• STATED EXERCISE 1: Offset each point coordinate in the listing's answers by adding 58, and write those lines out again with the requests left unchanged. Begin at the line in the listing that has "form point(1060, 356)." and stop after the line that has "point(797, 264)".

• EXTRACT TO READ:
···
I have never played a game set so clearly within my environment before; at the age of 30 I find myself living in Japan playing Yakuza 3. Suddenly I find myself walking around digital recreations of my daily life, and it's unsettling.

I am not the perhaps the intended audience for a Yakuza, but for Japanese players Yakuza 3 represents wish fulfillment - a way to satisfy secret urges and a necessary catharsis in a reserved culture.

For a Western audience Yakuza 3 holds a different appeal, offering a convincing if not entirely accurate glimpse of life in this small country. It provides a kind of virtual tourism, right down to the plentiful product placements that litter the world.

I cannot capitalise on the fantasy offered to Japanese players, or the tourist experience offered to Westerners. I am just left with a world that is at once familiar and disconcertingly different.

There is a the constant feeling about the place of having just woke up and nothing seeming quite as it should be. As I rub my eyes, Yakuza shows me a world I know, but presented it in a way that never feels comfortable. The unfortunate upshot of my situation is a disconcerting sense of unease that dogs my every moment of play and undermines my enjoyment of the whole experience.

I realise I'm trapped in another open world shoe box.

Yakuza 3's unnerving nature is not limited to language; the games design also leaves me troubled. It is partly cultural; Yakuza borrows heavily from eastern role-playing games. A format many gamers are familiar with - the different game play elements clearly segregated. But these games leave me free to explore until I encounter an enemy whereupon I'm transported to a battle arena, separate to the main game. A design I appreciate, but in a game that apes many elements of western open world titles, I find the juxtaposition jarring.

Taking to the streets of Japan I control Kazuma Kiryu retired chairman of a Yakuza family. The fidelity of key areas of the world is striking, as is the initial illusion of place. Walking into a Japanese fast-food restaurant I order beef curry (fade to black and the clink of cutlery on crockery as I eat). Back on to the street, throngs of people in suits swarm around me - the fantasy is broken as black bubbles appear, representing the ambient hum of conversation. Without spoken dialogue, it feels eerie, like ghosts populate the world.
···
• INPUT:
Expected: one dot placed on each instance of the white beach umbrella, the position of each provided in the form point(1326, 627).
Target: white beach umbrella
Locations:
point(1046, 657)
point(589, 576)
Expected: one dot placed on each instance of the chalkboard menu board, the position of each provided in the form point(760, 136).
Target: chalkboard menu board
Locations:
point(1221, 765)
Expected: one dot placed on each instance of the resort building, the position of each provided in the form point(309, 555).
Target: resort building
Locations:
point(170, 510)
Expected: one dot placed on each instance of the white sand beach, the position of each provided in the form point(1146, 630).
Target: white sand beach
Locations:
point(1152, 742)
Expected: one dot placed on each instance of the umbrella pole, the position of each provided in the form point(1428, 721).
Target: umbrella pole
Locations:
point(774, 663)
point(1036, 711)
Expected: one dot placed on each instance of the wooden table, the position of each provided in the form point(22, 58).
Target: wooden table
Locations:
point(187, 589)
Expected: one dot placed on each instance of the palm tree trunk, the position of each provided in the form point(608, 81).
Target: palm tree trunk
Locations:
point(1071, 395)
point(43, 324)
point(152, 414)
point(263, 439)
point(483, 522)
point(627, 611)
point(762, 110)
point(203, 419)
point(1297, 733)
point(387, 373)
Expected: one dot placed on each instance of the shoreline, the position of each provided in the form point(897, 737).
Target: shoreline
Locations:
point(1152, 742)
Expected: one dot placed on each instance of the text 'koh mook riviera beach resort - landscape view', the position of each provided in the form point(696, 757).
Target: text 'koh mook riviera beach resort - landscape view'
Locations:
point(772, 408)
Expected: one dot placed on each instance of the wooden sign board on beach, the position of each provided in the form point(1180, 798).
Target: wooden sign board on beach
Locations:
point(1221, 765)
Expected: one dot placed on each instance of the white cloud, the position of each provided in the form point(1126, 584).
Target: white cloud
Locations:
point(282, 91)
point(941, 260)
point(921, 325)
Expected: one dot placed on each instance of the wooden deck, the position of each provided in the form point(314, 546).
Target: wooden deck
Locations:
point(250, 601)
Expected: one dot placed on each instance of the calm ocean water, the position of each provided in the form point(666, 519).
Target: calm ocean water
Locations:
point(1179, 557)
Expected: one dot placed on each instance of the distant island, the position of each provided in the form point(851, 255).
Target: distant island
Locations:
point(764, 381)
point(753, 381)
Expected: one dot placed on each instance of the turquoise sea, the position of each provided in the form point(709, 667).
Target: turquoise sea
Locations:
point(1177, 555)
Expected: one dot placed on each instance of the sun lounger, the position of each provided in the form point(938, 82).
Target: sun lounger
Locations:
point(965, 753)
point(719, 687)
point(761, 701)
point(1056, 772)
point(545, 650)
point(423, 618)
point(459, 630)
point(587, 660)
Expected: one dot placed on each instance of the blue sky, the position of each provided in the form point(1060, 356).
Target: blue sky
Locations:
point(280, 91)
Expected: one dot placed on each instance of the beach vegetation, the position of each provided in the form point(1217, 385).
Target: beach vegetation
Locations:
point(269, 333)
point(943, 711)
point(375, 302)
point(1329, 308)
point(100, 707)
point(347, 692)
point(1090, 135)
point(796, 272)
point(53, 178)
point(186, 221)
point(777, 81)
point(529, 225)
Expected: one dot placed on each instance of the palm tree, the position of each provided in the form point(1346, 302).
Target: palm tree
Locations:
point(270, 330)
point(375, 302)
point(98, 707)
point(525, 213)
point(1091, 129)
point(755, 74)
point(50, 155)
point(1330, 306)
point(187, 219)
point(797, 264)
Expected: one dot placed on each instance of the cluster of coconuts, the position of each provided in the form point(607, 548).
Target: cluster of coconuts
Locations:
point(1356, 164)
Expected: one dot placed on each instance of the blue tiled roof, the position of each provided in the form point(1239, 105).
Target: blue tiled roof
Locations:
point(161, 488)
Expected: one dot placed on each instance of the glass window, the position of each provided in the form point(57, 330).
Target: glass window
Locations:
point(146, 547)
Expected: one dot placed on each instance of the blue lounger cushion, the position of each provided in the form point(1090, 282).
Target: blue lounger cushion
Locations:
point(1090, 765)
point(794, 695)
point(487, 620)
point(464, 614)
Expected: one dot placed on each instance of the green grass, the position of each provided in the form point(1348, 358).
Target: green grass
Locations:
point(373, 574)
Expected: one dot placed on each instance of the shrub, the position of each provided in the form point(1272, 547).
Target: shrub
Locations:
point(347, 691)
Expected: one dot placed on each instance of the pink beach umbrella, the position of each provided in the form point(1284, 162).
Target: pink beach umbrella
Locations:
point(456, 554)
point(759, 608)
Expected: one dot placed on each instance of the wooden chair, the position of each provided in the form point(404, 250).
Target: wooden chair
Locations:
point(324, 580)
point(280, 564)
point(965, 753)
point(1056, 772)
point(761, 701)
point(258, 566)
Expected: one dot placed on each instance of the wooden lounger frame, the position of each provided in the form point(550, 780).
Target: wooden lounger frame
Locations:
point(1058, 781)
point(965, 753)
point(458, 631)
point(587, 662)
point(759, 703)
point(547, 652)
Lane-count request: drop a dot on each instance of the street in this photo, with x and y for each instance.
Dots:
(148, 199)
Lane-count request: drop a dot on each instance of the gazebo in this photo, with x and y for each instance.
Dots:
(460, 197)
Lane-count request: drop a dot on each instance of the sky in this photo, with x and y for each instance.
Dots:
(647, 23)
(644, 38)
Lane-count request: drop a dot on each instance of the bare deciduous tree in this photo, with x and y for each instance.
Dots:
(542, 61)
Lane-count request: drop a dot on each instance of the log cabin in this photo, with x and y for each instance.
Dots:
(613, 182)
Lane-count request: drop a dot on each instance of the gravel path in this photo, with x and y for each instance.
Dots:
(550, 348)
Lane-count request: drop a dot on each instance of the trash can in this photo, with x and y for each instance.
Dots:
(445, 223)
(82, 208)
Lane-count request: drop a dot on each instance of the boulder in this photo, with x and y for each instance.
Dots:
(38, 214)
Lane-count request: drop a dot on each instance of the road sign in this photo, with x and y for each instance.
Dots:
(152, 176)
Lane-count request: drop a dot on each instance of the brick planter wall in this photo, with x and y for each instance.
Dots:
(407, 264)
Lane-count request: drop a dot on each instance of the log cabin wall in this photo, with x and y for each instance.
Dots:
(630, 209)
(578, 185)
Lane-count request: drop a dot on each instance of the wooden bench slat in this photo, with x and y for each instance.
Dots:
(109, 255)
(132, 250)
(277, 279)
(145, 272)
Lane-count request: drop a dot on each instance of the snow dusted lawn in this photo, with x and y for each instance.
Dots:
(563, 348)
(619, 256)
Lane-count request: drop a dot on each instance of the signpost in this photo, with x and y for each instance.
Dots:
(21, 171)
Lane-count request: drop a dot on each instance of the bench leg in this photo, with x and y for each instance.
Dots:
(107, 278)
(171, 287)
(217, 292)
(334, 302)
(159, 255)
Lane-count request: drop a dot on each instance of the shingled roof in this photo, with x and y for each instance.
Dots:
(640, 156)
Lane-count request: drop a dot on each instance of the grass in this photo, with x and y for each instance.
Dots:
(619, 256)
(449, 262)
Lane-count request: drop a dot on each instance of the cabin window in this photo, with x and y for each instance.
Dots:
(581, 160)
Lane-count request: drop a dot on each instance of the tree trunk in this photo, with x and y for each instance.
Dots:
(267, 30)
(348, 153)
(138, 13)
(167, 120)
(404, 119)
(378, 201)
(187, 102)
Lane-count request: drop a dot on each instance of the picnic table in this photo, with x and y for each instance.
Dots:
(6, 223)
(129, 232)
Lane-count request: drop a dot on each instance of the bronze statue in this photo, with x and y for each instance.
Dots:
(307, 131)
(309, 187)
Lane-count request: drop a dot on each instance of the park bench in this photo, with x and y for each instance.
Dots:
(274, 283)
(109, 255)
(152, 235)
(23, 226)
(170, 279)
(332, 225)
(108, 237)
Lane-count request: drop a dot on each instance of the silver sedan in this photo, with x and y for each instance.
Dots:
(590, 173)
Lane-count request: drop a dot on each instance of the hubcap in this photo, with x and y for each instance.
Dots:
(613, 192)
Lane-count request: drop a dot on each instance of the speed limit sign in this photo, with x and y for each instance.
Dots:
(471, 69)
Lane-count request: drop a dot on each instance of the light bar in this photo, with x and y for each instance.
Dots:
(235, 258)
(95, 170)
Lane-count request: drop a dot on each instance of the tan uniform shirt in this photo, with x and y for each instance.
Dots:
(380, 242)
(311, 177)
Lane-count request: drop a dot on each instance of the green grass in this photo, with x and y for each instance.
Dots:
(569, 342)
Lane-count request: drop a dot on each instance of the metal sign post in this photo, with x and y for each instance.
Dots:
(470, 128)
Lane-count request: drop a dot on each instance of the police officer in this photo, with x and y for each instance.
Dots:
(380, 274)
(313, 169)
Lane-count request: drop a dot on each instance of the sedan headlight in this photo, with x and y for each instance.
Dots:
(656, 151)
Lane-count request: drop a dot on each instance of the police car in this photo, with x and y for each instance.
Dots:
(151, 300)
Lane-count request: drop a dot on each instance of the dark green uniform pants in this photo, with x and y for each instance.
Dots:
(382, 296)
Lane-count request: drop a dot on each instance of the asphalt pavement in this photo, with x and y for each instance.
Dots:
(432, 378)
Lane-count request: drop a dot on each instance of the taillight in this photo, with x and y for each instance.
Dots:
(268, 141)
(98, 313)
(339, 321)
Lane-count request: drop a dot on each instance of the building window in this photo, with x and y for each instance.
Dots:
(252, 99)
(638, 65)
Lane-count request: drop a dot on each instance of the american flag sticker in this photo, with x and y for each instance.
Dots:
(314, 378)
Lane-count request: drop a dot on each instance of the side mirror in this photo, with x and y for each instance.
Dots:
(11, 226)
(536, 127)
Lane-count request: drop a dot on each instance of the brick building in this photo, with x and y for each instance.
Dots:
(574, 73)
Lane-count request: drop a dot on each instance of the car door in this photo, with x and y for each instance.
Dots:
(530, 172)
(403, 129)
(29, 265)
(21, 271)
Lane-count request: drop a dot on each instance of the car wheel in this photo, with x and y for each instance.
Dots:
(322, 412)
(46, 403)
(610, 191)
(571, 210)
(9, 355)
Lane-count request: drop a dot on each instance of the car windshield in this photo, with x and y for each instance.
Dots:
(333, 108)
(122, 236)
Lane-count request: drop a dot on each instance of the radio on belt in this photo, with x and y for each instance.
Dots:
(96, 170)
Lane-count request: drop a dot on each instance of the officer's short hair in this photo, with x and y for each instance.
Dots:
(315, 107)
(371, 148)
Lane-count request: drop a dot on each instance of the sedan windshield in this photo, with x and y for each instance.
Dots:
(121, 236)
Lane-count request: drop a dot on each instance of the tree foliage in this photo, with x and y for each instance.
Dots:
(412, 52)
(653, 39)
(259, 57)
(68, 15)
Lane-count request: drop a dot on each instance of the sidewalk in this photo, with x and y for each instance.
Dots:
···
• STATED EXERCISE 2: Copy the part of the Yakuza 3 piece that begins at the words "I realise I'm" and stops after "the juxtaposition jarring.", switching "shoe box" to "sandbox".

• EXPECTED ANSWER 1:
Expected: one dot placed on each instance of the blue sky, the position of each provided in the form point(1060, 356).
Target: blue sky
Locations:
point(338, 149)
Expected: one dot placed on each instance of the beach vegetation, the position of each provided in the form point(1217, 385).
Target: beach vegetation
Locations:
point(327, 391)
point(1001, 769)
point(433, 360)
point(1387, 366)
point(158, 765)
point(405, 750)
point(1148, 193)
point(854, 330)
point(111, 236)
point(244, 279)
point(835, 139)
point(587, 283)
Expected: one dot placed on each instance of the palm tree, the position of each provided in the form point(1346, 302).
Target: palm tree
Locations:
point(328, 388)
point(433, 360)
point(156, 765)
point(583, 271)
point(1149, 187)
point(813, 132)
point(108, 213)
point(1388, 364)
point(245, 277)
point(855, 322)

• EXPECTED ANSWER 2:
I realise I'm trapped in another open world sandbox.

Yakuza 3's unnerving nature is not limited to language; the games design also leaves me troubled. It is partly cultural; Yakuza borrows heavily from eastern role-playing games. A format many gamers are familiar with - the different game play elements clearly segregated. But these games leave me free to explore until I encounter an enemy whereupon I'm transported to a battle arena, separate to the main game. A design I appreciate, but in a game that apes many elements of western open world titles, I find the juxtaposition jarring.